Aim of the task: Tally the lines of the records below that include the word "light", and write down only that tally.

Working data:
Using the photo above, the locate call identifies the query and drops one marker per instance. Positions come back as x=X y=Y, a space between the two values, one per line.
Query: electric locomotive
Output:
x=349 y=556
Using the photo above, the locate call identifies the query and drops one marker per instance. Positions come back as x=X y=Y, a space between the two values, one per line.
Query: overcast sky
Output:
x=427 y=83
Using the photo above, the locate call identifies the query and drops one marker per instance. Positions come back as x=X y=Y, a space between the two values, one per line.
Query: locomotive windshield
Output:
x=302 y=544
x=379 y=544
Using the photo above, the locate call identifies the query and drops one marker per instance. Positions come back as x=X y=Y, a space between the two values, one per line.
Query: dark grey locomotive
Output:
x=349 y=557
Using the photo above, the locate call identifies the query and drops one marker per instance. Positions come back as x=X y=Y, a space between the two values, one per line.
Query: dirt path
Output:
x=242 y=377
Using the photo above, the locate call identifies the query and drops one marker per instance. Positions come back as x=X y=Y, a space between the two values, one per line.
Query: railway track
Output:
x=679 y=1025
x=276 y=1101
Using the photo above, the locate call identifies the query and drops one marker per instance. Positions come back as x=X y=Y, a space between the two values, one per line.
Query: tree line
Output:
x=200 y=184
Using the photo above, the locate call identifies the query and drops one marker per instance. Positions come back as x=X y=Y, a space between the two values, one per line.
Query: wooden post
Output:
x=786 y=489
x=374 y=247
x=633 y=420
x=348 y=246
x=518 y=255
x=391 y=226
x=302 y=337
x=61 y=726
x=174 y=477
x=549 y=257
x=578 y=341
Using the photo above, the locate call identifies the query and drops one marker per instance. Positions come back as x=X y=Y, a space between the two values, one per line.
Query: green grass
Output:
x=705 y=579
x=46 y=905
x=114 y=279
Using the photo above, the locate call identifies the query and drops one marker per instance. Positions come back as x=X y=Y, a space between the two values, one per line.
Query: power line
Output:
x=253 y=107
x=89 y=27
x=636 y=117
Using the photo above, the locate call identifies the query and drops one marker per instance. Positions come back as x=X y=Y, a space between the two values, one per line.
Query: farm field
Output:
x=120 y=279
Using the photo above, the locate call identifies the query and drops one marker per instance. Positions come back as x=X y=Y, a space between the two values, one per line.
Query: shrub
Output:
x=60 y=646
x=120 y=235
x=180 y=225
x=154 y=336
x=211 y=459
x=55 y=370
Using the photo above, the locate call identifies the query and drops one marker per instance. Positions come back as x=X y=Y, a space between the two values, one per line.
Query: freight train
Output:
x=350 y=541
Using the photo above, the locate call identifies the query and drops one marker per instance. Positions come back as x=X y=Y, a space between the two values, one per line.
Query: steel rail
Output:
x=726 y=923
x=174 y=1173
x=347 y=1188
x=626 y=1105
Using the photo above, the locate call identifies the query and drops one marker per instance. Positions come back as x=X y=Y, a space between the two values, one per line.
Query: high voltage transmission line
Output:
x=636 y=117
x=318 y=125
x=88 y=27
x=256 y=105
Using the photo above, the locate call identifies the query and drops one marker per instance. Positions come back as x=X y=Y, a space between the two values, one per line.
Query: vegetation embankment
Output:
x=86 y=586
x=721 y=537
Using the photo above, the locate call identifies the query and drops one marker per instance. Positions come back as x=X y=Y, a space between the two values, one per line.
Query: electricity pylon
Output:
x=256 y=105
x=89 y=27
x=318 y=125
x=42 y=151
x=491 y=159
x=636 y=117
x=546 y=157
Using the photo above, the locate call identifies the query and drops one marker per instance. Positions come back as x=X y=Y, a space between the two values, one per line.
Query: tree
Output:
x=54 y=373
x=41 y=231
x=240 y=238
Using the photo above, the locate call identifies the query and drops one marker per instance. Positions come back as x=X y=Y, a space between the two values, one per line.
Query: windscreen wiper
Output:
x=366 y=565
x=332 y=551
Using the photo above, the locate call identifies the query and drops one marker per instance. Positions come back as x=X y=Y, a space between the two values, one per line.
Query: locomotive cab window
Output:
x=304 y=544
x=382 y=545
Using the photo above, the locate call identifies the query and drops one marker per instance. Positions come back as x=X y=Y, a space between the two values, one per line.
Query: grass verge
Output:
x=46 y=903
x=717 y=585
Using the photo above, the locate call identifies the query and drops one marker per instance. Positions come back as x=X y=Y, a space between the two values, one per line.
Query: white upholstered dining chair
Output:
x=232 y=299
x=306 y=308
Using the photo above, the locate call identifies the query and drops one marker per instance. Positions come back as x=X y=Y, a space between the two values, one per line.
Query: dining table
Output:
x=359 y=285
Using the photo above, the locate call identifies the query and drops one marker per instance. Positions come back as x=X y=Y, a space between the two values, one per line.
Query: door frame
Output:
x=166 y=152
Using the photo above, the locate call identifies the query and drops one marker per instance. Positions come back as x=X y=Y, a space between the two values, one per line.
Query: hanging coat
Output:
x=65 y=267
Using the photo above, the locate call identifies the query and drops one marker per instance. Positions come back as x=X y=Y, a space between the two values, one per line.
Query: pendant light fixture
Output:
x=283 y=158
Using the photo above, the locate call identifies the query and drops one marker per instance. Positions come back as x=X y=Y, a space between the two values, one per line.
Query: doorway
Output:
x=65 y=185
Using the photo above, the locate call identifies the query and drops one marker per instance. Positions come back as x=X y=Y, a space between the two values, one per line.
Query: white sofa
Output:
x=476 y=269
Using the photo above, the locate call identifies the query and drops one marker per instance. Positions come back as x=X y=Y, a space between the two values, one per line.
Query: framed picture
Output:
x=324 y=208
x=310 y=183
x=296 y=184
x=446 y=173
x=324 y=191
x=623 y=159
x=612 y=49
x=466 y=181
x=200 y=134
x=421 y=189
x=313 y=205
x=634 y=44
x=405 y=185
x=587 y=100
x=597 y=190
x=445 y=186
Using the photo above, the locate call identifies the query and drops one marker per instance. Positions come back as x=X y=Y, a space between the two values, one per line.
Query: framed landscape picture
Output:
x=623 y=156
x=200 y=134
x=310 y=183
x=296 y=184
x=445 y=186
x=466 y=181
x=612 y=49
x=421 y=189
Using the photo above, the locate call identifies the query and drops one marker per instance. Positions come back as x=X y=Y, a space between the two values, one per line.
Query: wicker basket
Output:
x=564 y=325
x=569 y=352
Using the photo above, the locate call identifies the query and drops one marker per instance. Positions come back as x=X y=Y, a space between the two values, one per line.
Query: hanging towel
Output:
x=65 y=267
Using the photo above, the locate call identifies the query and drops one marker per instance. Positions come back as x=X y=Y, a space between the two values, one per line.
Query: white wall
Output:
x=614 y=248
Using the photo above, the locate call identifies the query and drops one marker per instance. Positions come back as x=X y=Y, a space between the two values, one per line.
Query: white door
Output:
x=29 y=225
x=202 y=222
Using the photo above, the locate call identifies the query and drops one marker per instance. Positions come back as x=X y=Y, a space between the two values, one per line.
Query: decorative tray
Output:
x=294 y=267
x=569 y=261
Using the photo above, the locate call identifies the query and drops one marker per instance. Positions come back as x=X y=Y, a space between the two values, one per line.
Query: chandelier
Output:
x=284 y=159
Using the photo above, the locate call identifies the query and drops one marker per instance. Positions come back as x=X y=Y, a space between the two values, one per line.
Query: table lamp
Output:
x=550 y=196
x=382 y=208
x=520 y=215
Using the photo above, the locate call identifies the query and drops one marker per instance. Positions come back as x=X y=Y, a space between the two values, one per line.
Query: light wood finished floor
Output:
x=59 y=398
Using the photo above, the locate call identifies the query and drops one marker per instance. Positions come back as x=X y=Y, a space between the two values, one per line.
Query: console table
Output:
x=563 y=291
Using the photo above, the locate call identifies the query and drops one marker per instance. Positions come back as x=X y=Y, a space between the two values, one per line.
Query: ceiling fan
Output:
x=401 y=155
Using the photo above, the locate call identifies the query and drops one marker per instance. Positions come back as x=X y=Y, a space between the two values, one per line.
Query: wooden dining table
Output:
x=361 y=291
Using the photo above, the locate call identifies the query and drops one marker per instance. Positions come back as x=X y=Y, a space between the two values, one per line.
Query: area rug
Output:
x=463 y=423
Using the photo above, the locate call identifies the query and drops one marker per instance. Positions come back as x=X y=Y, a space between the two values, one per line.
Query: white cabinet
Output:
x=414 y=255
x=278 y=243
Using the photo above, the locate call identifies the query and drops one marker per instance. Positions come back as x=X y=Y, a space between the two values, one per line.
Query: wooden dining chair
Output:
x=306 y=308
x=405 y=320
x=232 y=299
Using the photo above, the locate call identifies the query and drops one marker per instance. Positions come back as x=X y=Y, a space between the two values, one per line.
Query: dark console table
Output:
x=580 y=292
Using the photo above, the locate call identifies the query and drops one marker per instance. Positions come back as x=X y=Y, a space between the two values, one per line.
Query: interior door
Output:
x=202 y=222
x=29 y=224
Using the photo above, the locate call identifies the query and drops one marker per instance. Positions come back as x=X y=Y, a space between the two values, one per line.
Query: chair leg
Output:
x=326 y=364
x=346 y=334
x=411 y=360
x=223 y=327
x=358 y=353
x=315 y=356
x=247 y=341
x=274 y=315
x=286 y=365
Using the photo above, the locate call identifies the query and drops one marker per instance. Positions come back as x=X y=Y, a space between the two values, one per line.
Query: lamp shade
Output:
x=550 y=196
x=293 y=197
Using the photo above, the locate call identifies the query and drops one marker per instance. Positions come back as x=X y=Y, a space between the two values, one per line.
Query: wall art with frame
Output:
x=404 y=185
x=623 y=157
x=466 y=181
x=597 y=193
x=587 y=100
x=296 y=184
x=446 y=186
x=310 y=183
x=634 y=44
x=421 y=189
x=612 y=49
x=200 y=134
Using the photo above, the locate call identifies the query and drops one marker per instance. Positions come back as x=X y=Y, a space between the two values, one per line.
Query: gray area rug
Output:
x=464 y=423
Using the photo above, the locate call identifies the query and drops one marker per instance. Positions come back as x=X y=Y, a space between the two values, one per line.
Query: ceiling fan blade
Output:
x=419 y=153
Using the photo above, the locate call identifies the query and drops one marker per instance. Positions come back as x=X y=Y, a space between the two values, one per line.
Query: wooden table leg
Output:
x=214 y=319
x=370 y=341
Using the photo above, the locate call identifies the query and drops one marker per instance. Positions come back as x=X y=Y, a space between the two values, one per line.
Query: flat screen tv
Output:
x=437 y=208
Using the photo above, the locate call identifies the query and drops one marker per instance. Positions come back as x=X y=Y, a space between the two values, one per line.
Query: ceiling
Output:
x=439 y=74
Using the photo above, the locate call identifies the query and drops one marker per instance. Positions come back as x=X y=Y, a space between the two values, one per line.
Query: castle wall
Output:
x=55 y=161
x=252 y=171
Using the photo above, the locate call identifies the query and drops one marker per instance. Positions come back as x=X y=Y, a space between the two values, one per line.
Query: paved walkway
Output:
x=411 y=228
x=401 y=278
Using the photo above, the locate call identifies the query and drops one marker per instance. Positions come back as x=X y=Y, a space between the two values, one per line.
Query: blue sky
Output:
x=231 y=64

Result below: 2